AIM OF THE EXERCISE = Retype the whole article below on LATAM postponing its bankruptcy plan, word for word from the headline to the closing quotation.

PASSAGE =
LATAM postpones bankruptcy plan for the second time

Airline obtained approval from the US Justice to change deadline to September 15th. Approval must take place by November 8th
LATAM Boeing 787-9 (Victor)

The LATAM group announced this Wednesday that the Southern District Court of New York has approved the extension of the presentation of its recovery plan to September 15th.

As a result, the analysis and eventual approval by creditors was postponed to November 8th. This is the second postponement requested by the airline that originally should have delivered the plan on January 29, but had managed to postpone it to June 30.

The company filed for bankruptcy in the US in May 2020. The Brazilian arm was included in the process last July after an expected financial aid from a development bank failed.

The Chile-based group accumulates more than $10 billion in debt and said in a note that the postponement does not interfere with plans to leave the judicial reorganization as soon as possible.

“The request for an extension, filed on June 9, is a common alternative and considered in the process, which does not change the intention of the LATAM group to withdraw from Chapter 11 at the end of this year,” stated the company.

DATA SHOWN =
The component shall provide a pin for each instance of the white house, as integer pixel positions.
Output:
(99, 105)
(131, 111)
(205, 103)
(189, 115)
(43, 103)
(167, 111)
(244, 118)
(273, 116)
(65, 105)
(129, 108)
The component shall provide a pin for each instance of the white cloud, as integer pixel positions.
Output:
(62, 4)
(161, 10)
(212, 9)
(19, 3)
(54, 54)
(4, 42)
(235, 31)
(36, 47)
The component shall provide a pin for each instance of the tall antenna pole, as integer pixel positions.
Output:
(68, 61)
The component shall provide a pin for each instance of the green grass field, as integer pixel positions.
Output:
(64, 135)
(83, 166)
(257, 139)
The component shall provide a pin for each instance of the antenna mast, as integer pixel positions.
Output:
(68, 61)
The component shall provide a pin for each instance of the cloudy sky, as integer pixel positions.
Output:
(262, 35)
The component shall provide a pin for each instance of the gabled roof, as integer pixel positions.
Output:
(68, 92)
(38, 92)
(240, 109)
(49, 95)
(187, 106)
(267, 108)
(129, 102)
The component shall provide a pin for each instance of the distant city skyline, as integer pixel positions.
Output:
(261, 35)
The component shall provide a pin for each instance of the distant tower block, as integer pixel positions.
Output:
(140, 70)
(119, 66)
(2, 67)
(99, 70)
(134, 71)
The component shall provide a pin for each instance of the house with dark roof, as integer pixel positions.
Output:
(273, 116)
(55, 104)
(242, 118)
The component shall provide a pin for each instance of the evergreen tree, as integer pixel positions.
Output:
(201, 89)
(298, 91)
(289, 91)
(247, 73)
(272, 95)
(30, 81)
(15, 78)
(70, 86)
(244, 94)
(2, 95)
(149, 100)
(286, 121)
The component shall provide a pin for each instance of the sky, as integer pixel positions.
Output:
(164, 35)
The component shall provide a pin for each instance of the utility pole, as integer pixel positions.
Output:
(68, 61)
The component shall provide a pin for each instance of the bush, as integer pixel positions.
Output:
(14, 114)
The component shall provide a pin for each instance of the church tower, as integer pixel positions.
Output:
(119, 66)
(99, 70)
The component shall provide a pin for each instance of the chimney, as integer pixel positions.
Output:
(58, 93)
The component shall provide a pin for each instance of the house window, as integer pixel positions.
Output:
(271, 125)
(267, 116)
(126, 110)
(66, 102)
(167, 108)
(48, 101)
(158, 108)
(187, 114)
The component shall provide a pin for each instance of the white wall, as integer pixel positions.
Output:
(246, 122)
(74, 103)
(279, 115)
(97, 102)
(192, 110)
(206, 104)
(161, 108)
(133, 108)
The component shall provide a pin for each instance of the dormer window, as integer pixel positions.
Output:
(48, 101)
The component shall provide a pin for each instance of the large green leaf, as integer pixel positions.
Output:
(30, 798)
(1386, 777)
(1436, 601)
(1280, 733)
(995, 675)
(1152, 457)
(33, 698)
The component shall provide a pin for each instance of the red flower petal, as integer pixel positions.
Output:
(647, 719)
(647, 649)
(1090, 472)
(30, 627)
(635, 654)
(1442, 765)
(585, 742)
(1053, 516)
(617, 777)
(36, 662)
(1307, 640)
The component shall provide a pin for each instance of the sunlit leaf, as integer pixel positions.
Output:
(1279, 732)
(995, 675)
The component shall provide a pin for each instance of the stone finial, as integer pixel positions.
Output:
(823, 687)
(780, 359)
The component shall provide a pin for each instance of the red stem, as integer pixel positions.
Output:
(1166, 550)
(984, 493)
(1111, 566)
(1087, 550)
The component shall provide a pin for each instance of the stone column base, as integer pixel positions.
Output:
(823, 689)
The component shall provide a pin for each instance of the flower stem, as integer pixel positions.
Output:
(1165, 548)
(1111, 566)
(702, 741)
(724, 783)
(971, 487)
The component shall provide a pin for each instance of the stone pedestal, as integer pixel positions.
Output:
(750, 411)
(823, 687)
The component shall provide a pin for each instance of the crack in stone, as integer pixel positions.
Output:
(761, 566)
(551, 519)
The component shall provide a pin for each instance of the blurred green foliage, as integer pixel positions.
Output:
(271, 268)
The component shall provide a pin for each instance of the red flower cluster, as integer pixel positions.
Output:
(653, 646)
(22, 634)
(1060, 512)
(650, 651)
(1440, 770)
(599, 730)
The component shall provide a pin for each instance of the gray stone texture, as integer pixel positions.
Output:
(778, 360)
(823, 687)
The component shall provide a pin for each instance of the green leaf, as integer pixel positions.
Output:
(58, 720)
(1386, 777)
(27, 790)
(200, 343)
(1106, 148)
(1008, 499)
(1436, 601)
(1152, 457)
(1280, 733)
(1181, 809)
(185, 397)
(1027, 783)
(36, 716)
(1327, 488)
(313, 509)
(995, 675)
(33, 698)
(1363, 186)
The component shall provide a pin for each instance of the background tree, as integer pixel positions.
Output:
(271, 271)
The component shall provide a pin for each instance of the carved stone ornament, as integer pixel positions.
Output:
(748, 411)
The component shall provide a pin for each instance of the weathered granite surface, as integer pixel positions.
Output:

ANSWER SPACE =
LATAM postpones bankruptcy plan for the second time

Airline obtained approval from the US Justice to change deadline to September 15th. Approval must take place by November 8th
LATAM Boeing 787-9 (Victor)

The LATAM group announced this Wednesday that the Southern District Court of New York has approved the extension of the presentation of its recovery plan to September 15th.

As a result, the analysis and eventual approval by creditors was postponed to November 8th. This is the second postponement requested by the airline that originally should have delivered the plan on January 29, but had managed to postpone it to June 30.

The company filed for bankruptcy in the US in May 2020. The Brazilian arm was included in the process last July after an expected financial aid from a development bank failed.

The Chile-based group accumulates more than $10 billion in debt and said in a note that the postponement does not interfere with plans to leave the judicial reorganization as soon as possible.

“The request for an extension, filed on June 9, is a common alternative and considered in the process, which does not change the intention of the LATAM group to withdraw from Chapter 11 at the end of this year,” stated the company.